WHAT TO PRODUCE. Could you print the full listing again, exactly as written?

- Opening Delimiter -

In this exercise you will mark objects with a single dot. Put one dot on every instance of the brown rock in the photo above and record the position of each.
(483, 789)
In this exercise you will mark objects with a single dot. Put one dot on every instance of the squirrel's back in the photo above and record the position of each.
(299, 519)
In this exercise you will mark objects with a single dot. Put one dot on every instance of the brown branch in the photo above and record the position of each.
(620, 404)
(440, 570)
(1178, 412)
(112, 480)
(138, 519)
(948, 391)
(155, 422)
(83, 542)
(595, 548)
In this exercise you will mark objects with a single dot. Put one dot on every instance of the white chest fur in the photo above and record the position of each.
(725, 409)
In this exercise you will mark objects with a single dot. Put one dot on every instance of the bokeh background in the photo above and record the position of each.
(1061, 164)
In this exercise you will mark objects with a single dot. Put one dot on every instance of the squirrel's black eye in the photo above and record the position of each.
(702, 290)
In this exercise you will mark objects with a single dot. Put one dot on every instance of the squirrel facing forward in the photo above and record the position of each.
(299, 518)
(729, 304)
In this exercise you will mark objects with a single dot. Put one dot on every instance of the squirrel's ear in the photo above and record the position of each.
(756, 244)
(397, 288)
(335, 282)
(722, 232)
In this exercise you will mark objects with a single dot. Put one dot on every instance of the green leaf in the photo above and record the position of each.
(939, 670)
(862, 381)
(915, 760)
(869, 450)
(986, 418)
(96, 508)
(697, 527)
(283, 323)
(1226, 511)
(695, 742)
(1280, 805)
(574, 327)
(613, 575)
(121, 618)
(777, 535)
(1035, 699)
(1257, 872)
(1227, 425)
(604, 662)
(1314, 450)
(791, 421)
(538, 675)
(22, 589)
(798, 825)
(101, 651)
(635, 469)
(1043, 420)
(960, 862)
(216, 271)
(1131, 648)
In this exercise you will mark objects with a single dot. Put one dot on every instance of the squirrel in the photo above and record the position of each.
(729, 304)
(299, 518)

- Closing Delimiter -

OUTPUT FOR THIS TASK.
In this exercise you will mark objects with a single dot. Put one dot on every instance of the brown rock in the photo above and record the position of each.
(483, 789)
In this exercise you will mark objects with a single dot. Put one dot on every instance of the squirrel's back in the photo above and record the position of each.
(299, 519)
In this exercise you will mark objects with a single dot. Put one dot on every instance of the brown branch in the photo above and record the position of each.
(620, 404)
(440, 570)
(1178, 412)
(112, 480)
(138, 519)
(948, 391)
(155, 422)
(83, 542)
(595, 548)
In this exercise you will mark objects with a single dot. Put one dot on every instance of the white chest fur in the photo above and record the position of each.
(725, 409)
In this exercise you will mark objects with a single dot. Put one dot on every instance of the bokeh background in the photo above and record the position of each.
(1061, 164)
In this exercise you will mark objects with a single dot. Put one dot on every instance of the squirrel's black eye in the photo above and record the position of each.
(702, 290)
In this exercise you will mark objects with a single dot. Put one dot on every instance of the squirrel facing forward in the photo above and record the position of each.
(299, 518)
(729, 304)
In this exercise you will mark objects with a single dot. Put one dot on every instance of the squirrel's ear in the photo above and record the position of each.
(756, 244)
(397, 288)
(335, 282)
(722, 232)
In this exercise you will mark objects with a single dot. Put one dot on every instance of the green leaf in the photo above and record the position of each.
(939, 670)
(862, 381)
(915, 760)
(869, 450)
(986, 418)
(96, 508)
(697, 527)
(283, 323)
(1226, 511)
(695, 742)
(1280, 805)
(574, 327)
(613, 575)
(121, 618)
(777, 535)
(1035, 699)
(1257, 872)
(1227, 425)
(604, 662)
(1314, 450)
(791, 421)
(538, 675)
(22, 589)
(798, 825)
(101, 651)
(635, 469)
(1043, 420)
(960, 862)
(216, 271)
(1131, 648)
In this exercise you will mark objects with a single dot. Put one dot on every instance of the squirrel in the photo above and record the position of each.
(729, 304)
(299, 518)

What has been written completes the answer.